**Text block:**
══════════════════════════════

Mr Heywood submits that one would have expected, having regard to this girl's disability and the circumstances of this offence, a custodial sentence in the court below of the order of at least 12 to 18 months. It may well be that there is substance in that submission. The crucial question which arises, however, is that, granted, as seems to us to be the case, that this sentence was a lenient one, ought it properly to be characterised as unduly lenient in the light of all the circumstances to which we have referred?
Miss Davies submits that there were a number of very unusual features about this case, all of which we have already referred to in the course of this judgment. She submits that it would not be appropriate to characterise this sentence as unduly lenient.
In our judgment, that submission is well-founded. This sentence it is not of such leniency as can be categorised as unduly so. We add one footnote: Mr Heywood properly draws our attention to sections 26 and 28 of the Criminal Justice and Court Services Act 2000, which imposed a duty on the judge to consider, which he did not do, whether or not it was appropriate to make an order disqualifying the offender from working with children. There is, where an offence has been committed against a child an obligation to make such an order of disqualification, unless the judge takes the view that it is unlikely that the offender will commit an offence against a child in the future. We mention that matter because it is a statutory provision to which sentencers ought to pay appropriate regard. In the particular circumstances of this case, however, we accept Miss Davies' submission that, the judge, had he considered it, would almost certainly have concluded that it was unlikely that this offender would commit offences against children in the future. We say that having regard to the fact that he had desisted from this conduct in the circumstances to which we have referred, and because there was nothing in his record to suggest that he was in any way a menace to children. Having regard to all the circumstances, we decline to interfere with the sentence passed by the learned judge.

══════════════════════════════

**Activities:**
**A)** Answer from the judgment:
(i) What length of custodial sentence does Mr Heywood submit would have been expected in the court below?
(ii) Which sections of which Act does Mr Heywood draw to the court's attention?
(iii) What does the court finally decline to do?
**B)** Reproduce the passage of the judgment starting at "Mr Heywood submits" and ending at "as unduly lenient.", substituting "mild" for "lenient".
The entries after this point have no connection to the judgment.

**Supplied information:**
══════════════════════════════

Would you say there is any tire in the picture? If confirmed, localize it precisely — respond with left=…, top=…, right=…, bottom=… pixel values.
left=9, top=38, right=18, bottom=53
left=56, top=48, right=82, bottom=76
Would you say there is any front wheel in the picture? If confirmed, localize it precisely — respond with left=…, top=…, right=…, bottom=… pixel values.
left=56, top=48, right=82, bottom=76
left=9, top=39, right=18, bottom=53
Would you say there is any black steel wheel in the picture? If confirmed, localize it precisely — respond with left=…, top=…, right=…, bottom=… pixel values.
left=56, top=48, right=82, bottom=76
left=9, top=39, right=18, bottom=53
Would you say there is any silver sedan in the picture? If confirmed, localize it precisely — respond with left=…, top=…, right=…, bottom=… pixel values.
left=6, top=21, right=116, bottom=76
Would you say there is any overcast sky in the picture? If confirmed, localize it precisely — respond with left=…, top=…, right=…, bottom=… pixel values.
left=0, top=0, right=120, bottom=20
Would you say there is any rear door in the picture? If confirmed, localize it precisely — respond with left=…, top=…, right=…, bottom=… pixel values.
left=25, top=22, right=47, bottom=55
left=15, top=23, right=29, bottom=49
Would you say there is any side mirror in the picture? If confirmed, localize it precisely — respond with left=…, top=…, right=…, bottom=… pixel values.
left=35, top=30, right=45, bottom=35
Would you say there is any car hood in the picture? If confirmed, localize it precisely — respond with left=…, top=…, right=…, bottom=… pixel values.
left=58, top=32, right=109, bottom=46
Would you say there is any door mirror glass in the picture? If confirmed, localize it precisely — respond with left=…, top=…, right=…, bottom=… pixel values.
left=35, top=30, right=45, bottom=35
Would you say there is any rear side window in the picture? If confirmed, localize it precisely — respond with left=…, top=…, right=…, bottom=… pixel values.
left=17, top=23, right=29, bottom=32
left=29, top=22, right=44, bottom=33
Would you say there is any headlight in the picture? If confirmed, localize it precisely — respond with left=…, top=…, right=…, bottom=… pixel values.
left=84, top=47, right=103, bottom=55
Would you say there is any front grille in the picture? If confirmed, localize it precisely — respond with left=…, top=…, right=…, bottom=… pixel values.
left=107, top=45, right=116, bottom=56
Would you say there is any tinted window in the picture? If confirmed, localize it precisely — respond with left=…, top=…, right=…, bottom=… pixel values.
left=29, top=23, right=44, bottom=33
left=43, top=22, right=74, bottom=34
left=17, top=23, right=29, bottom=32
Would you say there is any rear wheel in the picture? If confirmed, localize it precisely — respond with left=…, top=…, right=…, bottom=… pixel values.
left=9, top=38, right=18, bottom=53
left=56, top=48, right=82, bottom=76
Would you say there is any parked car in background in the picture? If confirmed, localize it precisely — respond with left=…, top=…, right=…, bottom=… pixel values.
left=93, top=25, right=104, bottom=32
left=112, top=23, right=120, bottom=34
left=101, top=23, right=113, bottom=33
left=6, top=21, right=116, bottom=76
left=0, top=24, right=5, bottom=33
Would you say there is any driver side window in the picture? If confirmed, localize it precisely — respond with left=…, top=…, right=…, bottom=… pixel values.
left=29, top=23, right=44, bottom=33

══════════════════════════════

**Task answers:**
**A)**
(i) At least 12 to 18 months.
(ii) Sections 26 and 28 of the Criminal Justice and Court Services Act 2000.
(iii) To interfere with the sentence passed by the learned judge.

**B)**
Mr Heywood submits that one would have expected, having regard to this girl's disability and the circumstances of this offence, a custodial sentence in the court below of the order of at least 12 to 18 months. It may well be that there is substance in that submission. The crucial question which arises, however, is that, granted, as seems to us to be the case, that this sentence was a mild one, ought it properly to be characterised as unduly mild in the light of all the circumstances to which we have referred?
Miss Davies submits that there were a number of very unusual features about this case, all of which we have already referred to in the course of this judgment. She submits that it would not be appropriate to characterise this sentence as unduly mild.